Lines before the one containing "the antelope, put" are excluded; print that line and every line after it through the end of the material below, exactly.

[Records supplied]
= = = = = = =

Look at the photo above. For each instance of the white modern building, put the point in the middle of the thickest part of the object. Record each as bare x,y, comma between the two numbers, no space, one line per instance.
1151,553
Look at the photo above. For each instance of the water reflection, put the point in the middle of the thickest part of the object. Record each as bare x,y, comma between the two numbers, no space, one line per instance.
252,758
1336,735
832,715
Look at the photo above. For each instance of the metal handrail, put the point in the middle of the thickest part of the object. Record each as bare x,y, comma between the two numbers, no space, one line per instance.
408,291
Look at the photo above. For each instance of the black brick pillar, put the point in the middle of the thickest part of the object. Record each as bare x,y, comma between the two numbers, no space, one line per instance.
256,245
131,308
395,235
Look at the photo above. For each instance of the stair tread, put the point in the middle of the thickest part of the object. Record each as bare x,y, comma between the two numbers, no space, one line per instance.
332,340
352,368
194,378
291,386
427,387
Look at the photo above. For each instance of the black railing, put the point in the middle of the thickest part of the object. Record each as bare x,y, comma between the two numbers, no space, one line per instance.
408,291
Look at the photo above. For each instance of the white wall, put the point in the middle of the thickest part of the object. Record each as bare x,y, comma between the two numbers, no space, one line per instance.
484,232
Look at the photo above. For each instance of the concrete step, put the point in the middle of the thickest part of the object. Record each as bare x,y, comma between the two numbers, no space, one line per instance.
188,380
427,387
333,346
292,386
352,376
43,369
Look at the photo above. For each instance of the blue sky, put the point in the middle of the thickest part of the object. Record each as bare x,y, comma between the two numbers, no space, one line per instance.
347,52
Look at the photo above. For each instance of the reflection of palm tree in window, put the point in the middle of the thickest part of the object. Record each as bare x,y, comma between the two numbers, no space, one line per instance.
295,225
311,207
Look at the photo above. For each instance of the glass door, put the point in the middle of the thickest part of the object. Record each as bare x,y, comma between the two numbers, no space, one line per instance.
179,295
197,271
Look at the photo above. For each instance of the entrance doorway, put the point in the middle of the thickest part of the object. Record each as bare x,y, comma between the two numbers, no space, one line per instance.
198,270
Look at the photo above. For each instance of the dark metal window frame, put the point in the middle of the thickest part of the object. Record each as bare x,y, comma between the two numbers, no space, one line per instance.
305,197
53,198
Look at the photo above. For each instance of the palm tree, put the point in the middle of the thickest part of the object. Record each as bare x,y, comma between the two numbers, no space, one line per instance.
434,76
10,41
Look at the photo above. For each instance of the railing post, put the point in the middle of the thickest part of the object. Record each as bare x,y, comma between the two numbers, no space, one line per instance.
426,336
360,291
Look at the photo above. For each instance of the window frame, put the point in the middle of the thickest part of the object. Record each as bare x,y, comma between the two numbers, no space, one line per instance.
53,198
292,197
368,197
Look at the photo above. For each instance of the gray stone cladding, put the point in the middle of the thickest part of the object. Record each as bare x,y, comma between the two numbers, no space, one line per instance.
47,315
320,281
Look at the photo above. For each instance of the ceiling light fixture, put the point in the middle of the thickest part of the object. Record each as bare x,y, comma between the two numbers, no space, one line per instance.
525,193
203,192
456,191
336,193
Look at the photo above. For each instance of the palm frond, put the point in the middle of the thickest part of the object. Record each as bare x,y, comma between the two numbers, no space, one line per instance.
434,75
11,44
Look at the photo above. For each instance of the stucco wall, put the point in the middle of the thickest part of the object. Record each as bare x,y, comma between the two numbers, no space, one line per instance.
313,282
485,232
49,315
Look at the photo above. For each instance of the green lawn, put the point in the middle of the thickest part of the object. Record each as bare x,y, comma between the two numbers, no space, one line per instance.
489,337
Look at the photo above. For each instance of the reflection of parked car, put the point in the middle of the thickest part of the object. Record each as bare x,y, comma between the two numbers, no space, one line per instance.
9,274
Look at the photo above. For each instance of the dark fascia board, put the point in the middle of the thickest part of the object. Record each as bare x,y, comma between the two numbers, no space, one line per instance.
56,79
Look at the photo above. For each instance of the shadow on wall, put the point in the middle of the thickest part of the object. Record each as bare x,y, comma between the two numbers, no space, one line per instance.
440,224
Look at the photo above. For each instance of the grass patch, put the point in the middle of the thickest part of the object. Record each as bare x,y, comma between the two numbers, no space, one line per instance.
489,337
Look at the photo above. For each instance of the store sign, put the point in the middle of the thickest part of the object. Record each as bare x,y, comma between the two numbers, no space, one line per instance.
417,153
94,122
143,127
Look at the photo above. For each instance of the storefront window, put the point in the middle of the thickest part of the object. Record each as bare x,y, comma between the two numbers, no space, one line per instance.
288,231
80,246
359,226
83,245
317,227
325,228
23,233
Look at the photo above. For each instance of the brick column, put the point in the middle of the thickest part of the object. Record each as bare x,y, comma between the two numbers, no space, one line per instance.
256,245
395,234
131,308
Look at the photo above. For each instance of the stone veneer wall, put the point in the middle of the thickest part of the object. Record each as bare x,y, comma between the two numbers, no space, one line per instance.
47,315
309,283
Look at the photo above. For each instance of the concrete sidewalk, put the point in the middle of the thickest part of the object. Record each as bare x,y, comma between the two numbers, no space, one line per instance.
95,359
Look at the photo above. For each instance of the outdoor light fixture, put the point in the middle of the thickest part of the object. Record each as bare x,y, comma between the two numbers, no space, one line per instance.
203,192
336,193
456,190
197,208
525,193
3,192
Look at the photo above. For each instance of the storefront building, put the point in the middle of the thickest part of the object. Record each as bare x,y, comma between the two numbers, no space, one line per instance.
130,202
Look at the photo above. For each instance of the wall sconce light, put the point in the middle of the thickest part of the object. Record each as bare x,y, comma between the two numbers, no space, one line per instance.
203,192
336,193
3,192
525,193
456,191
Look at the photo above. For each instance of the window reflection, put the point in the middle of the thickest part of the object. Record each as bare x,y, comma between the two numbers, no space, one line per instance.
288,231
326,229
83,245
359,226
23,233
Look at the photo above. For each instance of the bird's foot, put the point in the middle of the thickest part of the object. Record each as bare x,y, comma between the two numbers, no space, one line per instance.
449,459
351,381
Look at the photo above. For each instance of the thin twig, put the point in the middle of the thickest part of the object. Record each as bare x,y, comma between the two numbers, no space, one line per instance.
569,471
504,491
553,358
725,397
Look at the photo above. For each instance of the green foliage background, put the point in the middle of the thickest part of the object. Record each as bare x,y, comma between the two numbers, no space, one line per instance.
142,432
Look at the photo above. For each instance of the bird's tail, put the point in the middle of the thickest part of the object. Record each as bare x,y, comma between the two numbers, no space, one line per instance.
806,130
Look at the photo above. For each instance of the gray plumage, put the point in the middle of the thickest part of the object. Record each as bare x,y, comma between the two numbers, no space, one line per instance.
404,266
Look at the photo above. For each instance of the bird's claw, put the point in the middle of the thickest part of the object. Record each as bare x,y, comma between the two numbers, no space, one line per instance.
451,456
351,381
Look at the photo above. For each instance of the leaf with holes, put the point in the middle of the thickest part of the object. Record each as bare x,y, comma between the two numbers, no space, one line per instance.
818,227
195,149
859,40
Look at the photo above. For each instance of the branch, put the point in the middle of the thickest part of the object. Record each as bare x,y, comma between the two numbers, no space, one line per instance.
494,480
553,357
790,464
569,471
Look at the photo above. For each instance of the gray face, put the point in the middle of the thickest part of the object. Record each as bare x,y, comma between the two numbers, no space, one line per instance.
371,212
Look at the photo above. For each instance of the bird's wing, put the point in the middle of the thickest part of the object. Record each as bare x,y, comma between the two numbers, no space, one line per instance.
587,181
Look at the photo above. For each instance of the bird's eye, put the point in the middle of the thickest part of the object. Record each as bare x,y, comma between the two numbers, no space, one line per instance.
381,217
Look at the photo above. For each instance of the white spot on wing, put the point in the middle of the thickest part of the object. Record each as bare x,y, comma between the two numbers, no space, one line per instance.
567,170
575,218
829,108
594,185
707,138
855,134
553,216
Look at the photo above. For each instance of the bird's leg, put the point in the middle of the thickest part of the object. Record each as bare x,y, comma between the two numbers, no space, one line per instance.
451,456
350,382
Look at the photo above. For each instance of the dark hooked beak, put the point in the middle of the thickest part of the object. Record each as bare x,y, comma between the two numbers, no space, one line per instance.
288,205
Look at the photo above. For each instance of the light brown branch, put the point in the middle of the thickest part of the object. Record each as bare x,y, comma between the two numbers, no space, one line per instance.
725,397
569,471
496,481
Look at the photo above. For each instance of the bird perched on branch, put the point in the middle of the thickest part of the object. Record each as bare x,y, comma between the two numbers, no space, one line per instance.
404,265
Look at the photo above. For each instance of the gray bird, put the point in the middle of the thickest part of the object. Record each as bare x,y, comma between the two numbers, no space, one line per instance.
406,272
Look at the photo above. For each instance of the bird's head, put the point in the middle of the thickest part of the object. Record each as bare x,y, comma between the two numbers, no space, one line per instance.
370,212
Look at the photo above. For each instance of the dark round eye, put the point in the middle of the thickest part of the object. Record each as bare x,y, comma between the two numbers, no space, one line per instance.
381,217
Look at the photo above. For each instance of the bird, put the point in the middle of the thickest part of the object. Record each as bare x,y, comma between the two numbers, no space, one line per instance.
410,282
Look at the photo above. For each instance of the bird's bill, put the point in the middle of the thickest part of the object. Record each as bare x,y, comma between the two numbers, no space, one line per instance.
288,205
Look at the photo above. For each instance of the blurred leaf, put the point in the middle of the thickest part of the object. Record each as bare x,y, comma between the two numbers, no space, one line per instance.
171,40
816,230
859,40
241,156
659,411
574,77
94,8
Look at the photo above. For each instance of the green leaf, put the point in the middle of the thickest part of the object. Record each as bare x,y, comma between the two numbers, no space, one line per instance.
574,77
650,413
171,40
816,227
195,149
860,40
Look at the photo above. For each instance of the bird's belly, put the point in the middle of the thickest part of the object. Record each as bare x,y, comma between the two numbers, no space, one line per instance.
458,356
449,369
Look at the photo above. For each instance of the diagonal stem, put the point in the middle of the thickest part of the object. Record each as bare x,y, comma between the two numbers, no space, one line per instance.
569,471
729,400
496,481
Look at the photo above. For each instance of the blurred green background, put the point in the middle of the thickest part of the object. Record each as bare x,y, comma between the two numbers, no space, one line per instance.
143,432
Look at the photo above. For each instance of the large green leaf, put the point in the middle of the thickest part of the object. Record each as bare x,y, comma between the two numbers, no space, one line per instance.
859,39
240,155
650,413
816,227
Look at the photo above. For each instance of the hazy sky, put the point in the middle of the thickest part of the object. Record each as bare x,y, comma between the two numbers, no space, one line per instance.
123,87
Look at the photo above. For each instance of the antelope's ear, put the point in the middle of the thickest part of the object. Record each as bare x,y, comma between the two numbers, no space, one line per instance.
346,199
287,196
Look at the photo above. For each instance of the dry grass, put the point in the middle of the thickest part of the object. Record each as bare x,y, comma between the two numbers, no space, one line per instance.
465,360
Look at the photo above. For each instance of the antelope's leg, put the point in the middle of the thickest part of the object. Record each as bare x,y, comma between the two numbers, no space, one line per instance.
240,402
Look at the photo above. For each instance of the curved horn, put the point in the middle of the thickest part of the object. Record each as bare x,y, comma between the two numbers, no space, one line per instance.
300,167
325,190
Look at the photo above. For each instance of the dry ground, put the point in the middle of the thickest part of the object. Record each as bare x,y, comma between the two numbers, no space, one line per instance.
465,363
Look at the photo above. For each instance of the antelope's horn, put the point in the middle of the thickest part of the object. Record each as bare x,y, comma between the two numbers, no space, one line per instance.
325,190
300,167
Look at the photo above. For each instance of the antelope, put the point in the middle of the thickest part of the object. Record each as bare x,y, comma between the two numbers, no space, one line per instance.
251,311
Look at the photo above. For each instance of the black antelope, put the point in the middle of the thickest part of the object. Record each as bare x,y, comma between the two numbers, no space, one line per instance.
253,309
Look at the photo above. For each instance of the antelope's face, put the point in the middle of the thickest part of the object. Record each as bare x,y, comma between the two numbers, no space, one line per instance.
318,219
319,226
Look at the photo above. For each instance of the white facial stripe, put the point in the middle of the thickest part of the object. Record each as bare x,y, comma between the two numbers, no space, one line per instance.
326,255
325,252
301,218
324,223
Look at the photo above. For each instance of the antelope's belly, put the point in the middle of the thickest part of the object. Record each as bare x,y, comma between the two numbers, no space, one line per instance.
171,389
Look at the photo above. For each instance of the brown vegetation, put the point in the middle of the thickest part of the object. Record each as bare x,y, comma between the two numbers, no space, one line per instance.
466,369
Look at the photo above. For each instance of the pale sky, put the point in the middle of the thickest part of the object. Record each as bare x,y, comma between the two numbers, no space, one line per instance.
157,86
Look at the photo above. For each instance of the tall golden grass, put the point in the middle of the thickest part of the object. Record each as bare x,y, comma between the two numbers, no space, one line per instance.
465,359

= = = = = = =

[Exercise solution]
Look at the photo above. For each instance of the antelope, put the point in the middle of the thickest part of the object. Record each as bare x,y, comma between the two numbers, no space, one line per instance.
251,311
Look at the photo above. For each instance of the black antelope, put the point in the middle of the thickest part of the object. Record each as bare x,y, comma between the two numbers, no space, one line per instance.
253,309
Look at the photo above. For each instance of the antelope's face, put the point in the middle of the thickest part of the object. Record each as bare x,y, comma between the two numbers, no space, one line per instance.
318,219
319,226
Look at the photo above. For each instance of the white facial stripe, put the point in the middle of the thickest part of the object. Record each as bare x,y, comma between the two numbers, no space, one line per instance.
326,255
325,252
301,218
324,223
Look at the photo above. For each instance of the antelope's belly, put the point in the middle of the thickest part of the object. Record each as bare x,y, comma between the two numbers, no space, one line per instance.
171,389
Look at the photo above. For each instance of the brown vegetation, put the point in the middle of the thickest part of the object. Record each as bare x,y, comma between the two numbers, no space, one line per instance.
466,369
Look at the photo above. For each instance of the pale sky, put the point in the middle of the thickest part of the object. Record each as bare x,y, comma between the two numbers, no space, one line per instance.
157,86
Look at the photo above. For each instance of the tall golden grass, put the point in the middle of the thickest part of the object. Record each as bare x,y, comma between the two numbers, no space, one line per instance.
465,359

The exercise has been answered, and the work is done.